• Complete the following:
1 > According to the backpacking advice, why do many beginners prefer compact gas-canister stoves?
2 > List every insulating clothing item the backpacking advice recommends bringing.

═══ Source passage

Beginner's Backpacking Advice


Backpacking is a fun adventure that blends traditional hiking with backcountry camping. If you do it right, it can be an immersive experience, filled with all sorts of rewarding possibilities. If you aren’t prepared, however, it can be miserable, exhausting and even dangerous. Here are some tips to help make your first backpacking trip safe and enjoyable.


Don’t bite off more than you can chew. If you are new to backpacking, it's best to choose a relatively easy destination. Start by looking for something close to home, so you can cut down on travel time. If possible, consult with experienced backpackers for recommendations, and plan your trip during the warmer spring or summer months. Choose a well-trafficked trail and established camp. You should also consider leaving your dog and kids at home for your first hike, since they can complicate matters if they aren't used to the outdoors.


Pack the right essentials. When loading your pack, you will want to choose every item with great care. You can keep your initial investment low by renting or borrowing the most expensive equipment, such as your tent and sleeping pad. Many beginners prefer to bring along compact gas-canister stoves, because they are affordable and easy to use. You will also want to bring a flashlight and water purification tablets containing chlorine dioxide, chlorine or iodine, which deactivate viruses, bacteria and parasitic protozoans, rendering natural sources of water safe for consumption.


Pack diverse clothing. Even if you plan to backpack in warm weather, you should bring an assortment of layered clothing, since nights can get cold very quickly. This includes next-to-skin base layers, such as long underwear, along with hiking layers, such as nylon pants, t-shirts and a sun hat. You will want to bring along insulating clothes, such as a lightweight fleece pullover, jacket, vest, gloves and a hat. You should also have reliable, waterproof rainwear, sunblock and insect repellent.

══════
═══ Data extract

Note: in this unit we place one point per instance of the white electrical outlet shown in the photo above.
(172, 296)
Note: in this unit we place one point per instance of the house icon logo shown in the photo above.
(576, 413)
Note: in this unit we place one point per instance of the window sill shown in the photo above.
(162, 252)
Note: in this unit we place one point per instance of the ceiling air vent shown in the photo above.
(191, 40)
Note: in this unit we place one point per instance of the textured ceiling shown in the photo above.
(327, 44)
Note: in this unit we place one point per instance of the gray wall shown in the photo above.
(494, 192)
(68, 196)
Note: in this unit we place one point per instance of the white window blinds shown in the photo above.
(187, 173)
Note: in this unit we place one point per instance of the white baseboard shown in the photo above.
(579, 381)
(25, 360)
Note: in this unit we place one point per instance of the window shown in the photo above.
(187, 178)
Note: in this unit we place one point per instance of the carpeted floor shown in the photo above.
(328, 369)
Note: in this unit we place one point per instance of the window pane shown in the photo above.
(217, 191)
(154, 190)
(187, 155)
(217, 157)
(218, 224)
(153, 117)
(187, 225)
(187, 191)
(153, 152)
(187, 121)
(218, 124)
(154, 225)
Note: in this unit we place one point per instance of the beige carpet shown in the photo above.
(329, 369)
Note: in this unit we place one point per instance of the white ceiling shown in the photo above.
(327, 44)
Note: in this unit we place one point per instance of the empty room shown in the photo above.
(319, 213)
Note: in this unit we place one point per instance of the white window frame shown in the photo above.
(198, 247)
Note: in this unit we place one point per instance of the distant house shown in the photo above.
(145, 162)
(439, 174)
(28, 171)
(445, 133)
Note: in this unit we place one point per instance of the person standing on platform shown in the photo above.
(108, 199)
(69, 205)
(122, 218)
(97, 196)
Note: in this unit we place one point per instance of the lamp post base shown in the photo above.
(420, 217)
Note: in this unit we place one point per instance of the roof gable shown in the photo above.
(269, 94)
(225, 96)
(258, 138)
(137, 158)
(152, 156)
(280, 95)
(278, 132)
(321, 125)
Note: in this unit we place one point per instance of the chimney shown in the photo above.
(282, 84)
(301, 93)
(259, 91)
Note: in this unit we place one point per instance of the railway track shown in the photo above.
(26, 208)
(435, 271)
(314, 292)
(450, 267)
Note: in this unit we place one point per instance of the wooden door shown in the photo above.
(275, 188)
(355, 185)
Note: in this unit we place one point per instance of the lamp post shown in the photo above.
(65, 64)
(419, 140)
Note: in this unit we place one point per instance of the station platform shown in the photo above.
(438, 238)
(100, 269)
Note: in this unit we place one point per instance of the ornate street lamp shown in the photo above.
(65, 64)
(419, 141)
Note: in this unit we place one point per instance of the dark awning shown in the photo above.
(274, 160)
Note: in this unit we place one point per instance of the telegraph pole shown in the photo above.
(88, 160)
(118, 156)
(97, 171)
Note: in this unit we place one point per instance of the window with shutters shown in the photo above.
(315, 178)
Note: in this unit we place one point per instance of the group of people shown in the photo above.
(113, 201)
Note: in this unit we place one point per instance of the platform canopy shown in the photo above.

══════

• Solution set:
1 > They are affordable and easy to use.

2 > A lightweight fleece pullover, a jacket, a vest, gloves and a hat.